WHAT TO PRODUCE
Pull out every line from the items below that contains the word "window", and copy each one whole.

SUPPLIED INFORMATION
· · · · · · ·

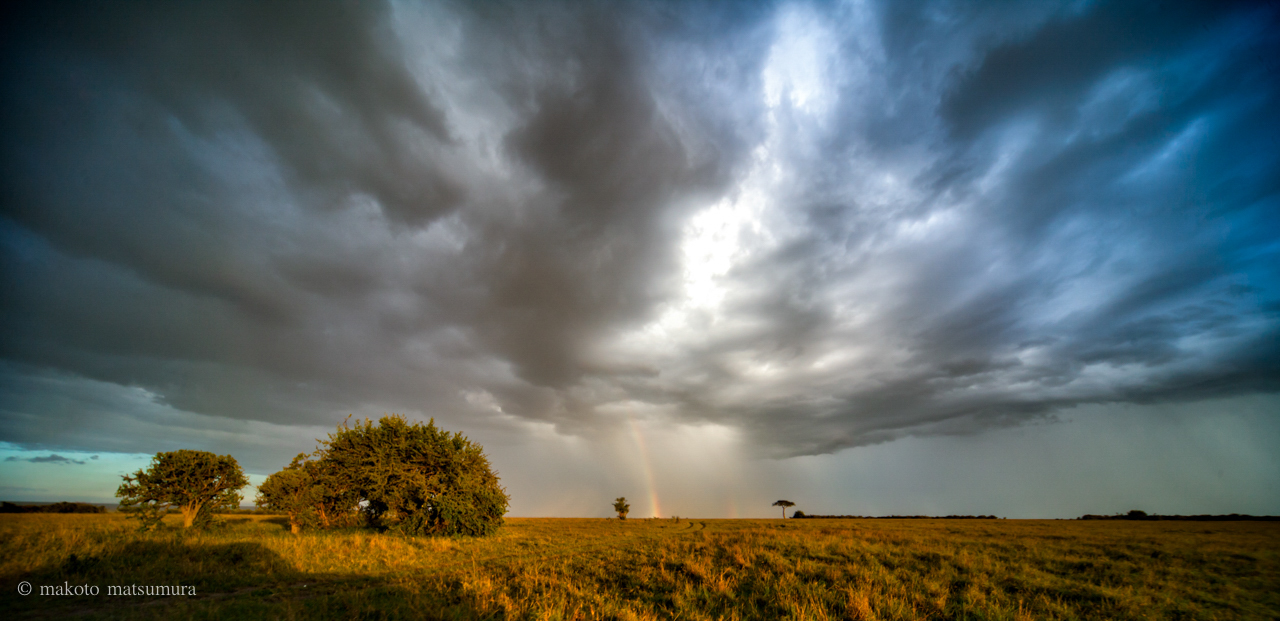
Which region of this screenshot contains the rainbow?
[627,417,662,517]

· · · · · · ·

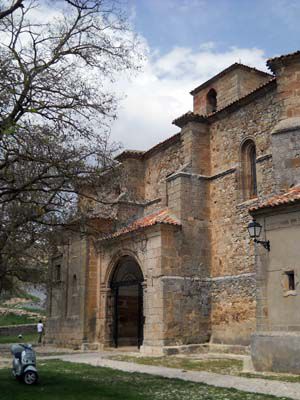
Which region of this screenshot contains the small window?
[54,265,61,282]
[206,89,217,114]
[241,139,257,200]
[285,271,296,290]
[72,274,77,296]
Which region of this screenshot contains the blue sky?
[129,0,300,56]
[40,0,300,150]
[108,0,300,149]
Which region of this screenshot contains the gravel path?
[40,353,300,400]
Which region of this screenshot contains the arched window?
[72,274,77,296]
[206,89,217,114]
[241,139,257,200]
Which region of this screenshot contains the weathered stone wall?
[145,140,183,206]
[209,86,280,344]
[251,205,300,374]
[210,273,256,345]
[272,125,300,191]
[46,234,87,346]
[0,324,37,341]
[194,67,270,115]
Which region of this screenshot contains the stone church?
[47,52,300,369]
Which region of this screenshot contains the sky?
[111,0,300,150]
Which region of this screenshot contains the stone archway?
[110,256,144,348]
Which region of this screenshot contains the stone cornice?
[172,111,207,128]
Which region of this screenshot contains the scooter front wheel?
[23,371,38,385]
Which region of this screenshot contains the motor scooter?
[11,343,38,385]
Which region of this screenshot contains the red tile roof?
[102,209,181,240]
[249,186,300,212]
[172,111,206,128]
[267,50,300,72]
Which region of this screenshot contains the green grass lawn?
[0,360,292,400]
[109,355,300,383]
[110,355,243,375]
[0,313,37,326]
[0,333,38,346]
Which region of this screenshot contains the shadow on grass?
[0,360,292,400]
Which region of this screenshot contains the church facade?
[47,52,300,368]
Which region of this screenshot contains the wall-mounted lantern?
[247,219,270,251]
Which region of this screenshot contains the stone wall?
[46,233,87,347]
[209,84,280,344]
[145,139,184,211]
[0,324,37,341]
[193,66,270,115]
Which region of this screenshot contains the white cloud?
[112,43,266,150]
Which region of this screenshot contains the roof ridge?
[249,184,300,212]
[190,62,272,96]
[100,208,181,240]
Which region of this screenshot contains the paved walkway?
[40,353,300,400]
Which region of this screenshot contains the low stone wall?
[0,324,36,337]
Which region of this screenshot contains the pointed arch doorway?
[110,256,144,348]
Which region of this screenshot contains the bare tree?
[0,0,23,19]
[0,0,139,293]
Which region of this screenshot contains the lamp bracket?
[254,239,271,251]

· · · · · · ·

SOLUTION TO THIS PROBLEM
Which region of this screenshot contains the small window?
Which region of this screenshot contains the arched window?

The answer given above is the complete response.